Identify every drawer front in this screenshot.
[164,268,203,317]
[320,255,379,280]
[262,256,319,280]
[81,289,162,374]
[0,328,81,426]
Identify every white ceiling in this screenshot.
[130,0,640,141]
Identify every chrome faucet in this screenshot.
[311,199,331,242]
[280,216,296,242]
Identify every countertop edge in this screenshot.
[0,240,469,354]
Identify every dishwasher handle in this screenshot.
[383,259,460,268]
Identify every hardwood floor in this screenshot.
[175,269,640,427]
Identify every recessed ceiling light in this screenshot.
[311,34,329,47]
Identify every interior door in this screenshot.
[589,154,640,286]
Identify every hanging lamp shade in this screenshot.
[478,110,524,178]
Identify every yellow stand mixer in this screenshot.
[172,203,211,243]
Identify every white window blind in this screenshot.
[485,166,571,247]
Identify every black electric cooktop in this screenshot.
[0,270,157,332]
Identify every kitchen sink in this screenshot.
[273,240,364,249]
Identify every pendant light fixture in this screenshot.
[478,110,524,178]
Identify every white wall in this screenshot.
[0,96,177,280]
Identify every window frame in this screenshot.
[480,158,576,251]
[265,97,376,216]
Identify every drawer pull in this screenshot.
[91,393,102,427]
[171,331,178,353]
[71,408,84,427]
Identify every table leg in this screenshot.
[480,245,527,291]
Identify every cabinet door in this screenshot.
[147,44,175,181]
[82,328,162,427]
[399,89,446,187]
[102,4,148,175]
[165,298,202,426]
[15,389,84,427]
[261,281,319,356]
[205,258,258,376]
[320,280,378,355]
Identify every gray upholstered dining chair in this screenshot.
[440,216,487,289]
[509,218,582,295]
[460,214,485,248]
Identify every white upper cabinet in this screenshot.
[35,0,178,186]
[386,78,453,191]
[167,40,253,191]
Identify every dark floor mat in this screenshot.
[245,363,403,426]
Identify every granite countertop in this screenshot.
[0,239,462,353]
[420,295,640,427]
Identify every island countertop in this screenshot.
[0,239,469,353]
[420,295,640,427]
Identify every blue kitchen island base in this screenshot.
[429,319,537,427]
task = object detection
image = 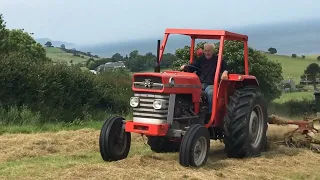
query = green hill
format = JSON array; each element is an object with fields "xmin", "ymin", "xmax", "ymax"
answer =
[
  {"xmin": 265, "ymin": 53, "xmax": 317, "ymax": 83},
  {"xmin": 45, "ymin": 47, "xmax": 99, "ymax": 65}
]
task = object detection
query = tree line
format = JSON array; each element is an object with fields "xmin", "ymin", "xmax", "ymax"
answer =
[{"xmin": 0, "ymin": 14, "xmax": 132, "ymax": 125}]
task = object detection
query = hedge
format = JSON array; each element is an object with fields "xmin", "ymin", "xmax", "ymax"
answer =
[{"xmin": 0, "ymin": 53, "xmax": 132, "ymax": 122}]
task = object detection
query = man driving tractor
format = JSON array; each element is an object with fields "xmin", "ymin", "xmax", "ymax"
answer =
[{"xmin": 180, "ymin": 43, "xmax": 228, "ymax": 114}]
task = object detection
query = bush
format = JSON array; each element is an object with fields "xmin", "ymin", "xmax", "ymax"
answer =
[
  {"xmin": 296, "ymin": 84, "xmax": 304, "ymax": 89},
  {"xmin": 0, "ymin": 56, "xmax": 131, "ymax": 122}
]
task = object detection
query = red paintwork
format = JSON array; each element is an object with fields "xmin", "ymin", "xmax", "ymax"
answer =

──────────────────────────────

→ **Lo que se pide**
Reescribe como lista JSON de cadenas las líneas que van desde el comienzo de los ítems hasta la que contiene "[311,34,329,47]", ambas incluidas. Usa una cadena por línea y omite las líneas en blanco.

→ **Resultado**
[
  "Identify every drawer front in this screenshot.",
  "[164,268,203,317]",
  "[320,255,379,280]",
  "[262,256,319,280]",
  "[81,289,162,374]",
  "[0,328,81,426]",
  "Identify every white ceiling in this screenshot.",
  "[130,0,640,141]",
  "Identify every chrome faucet in this screenshot.",
  "[311,199,331,242]",
  "[280,216,296,242]",
  "Identify every countertop edge in this screenshot.",
  "[0,240,469,354]",
  "Identify every dishwasher handle in this screenshot.",
  "[383,259,460,268]",
  "Identify every hardwood floor in this screenshot.",
  "[175,269,640,427]",
  "Identify every recessed ceiling light in this screenshot.",
  "[311,34,329,47]"
]